Aufgaben:
1: Welche Computerspiele und Internetfirmen kommen im Interview über Neil Postman vor? Zähl sie alle auf.
2: Setz das Interview über Neil Postman nach seinem letzten Satz fort.

„Jetzt bitte selbst denken!“

Neil Postman machte 1986 Furore mit seiner medienkritischen These: „Wir amüsieren uns zu Tode.“ Hat er recht behalten?

Sebastian Turner: Jein. Wir sind noch am Leben, aber das Fernsehen ist vor allem ein Unterhaltungsmedium geworden und eine beunruhigend große Gruppe sucht nicht nach Information und wird auch nicht auf sie stoßen.

Und wer war da Henne und wer das Ei?

Die meisten sind Getriebene ihrer Rahmenbedingungen, nur wenigen ist es gegeben, sie zu verändern.

Postman prognostizierte damals den Computer als großen Verbündeten der Lesekultur, wenn wir Programmieren lernten und nicht nur „PacMan“ spielten. Heute können nur wenige programmieren und Facebook, Google & Co. graben den klassischen Medien das Wasser ab. Was ist falsch gelaufen?

Man kann Postman zu seinem prophetischen Sinn gratulieren. Das Internet nennt er zwar nicht beim Namen, aber sein Instinkt hat ihn auf die richtige Spur geführt. Der Computer – gemeint: die Vernetzung und die sich daraus ergebende Ubiquität von Information – ist weit mehr Lesemedium als PacMan. Und Facebook und Google vernetzen und verschaffen Zugang, wie sich 1986 das wohl nur sehr wenige haben vorstellen können. Also: Vieles ist sehr richtig gelaufen, nur die Verleger laufen bisweilen hinterher.

Auszüge aus Daten zur Punktmarkierung
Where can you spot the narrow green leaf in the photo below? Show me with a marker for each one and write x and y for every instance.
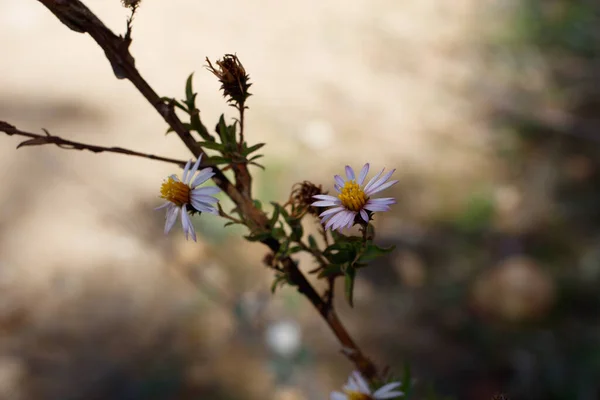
(312, 243)
(189, 92)
(252, 149)
(349, 285)
(373, 251)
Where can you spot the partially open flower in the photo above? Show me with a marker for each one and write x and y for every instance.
(186, 196)
(233, 78)
(357, 388)
(301, 198)
(353, 199)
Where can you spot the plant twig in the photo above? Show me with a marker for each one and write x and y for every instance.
(79, 18)
(38, 140)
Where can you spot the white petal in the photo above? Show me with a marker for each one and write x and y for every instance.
(372, 180)
(168, 203)
(378, 188)
(334, 220)
(386, 388)
(326, 203)
(203, 207)
(171, 217)
(389, 395)
(381, 180)
(186, 222)
(376, 207)
(364, 215)
(363, 174)
(324, 197)
(193, 170)
(185, 171)
(331, 211)
(349, 173)
(361, 382)
(206, 190)
(338, 396)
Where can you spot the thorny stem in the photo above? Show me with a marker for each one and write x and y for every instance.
(75, 15)
(38, 140)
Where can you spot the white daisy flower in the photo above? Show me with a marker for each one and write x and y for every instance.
(186, 196)
(357, 388)
(354, 199)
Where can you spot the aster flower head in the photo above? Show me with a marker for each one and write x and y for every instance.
(186, 196)
(354, 199)
(357, 388)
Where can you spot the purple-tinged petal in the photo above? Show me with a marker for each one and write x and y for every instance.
(386, 389)
(324, 197)
(360, 381)
(363, 174)
(364, 215)
(380, 181)
(204, 175)
(337, 396)
(188, 228)
(331, 211)
(326, 203)
(379, 188)
(185, 171)
(171, 218)
(168, 203)
(372, 180)
(205, 191)
(389, 395)
(383, 200)
(349, 173)
(193, 170)
(377, 207)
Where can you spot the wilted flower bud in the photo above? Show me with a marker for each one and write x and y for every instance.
(302, 197)
(233, 78)
(132, 4)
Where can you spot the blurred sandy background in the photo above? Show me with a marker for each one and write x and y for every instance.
(488, 116)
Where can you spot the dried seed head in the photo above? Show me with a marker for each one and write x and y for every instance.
(301, 198)
(233, 78)
(131, 4)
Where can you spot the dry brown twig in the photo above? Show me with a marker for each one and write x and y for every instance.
(75, 15)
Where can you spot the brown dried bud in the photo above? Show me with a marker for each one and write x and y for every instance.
(269, 260)
(233, 78)
(131, 4)
(301, 198)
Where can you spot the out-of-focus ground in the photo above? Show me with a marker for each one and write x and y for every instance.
(488, 110)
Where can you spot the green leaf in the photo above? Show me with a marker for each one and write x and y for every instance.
(312, 243)
(253, 148)
(330, 270)
(372, 252)
(212, 145)
(297, 230)
(275, 216)
(257, 237)
(349, 285)
(189, 92)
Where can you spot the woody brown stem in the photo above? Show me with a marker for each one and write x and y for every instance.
(75, 15)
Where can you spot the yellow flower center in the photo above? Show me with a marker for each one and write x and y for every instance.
(176, 192)
(353, 197)
(357, 396)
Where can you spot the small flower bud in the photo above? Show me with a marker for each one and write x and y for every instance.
(233, 78)
(302, 197)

Lösungen:
1: PacMan, Facebook, Google

2:
Gleichzeitig bringen die Verlage aber laufend neue Titel auf den Markt. Was sind in Ihren Augen wirklich Innovationen?

Wenn ich mich für ein mathematisches Spezialgebiet interessiere, dann sind 500 mathematische Fachzeitschriften nicht eine einzige zu viel. Ich weiß nicht, ob man Schulnoten vergeben sollte, und ob „Landlust“ dann eine bessere Zensur bekommt als „Cicero“ oder Tinabellatrulla oder die FAS. Die Menschen unterscheiden sich, und deswegen auch die Einschätzung von Innovationen. Reizvoll finde ich auch Neues, das eingeführte Medienmarken hervorbringen, etwa die Infografik in der „Zeit“. Eine Innovation kann man auch nach ihrem wirtschaftlichen Wert bemessen. Wer das allerdings zum alleinigen Maßstab macht, sollte sich fragen, warum er seine Zeit in den Medien vertut und nicht lieber eine Landesbank ruiniert. Da geht es um mehr Nullen, in jeder Hinsicht.

Sind Sie eigentlich bereit, für journalistische Inhalte im Internet Geld auszugeben?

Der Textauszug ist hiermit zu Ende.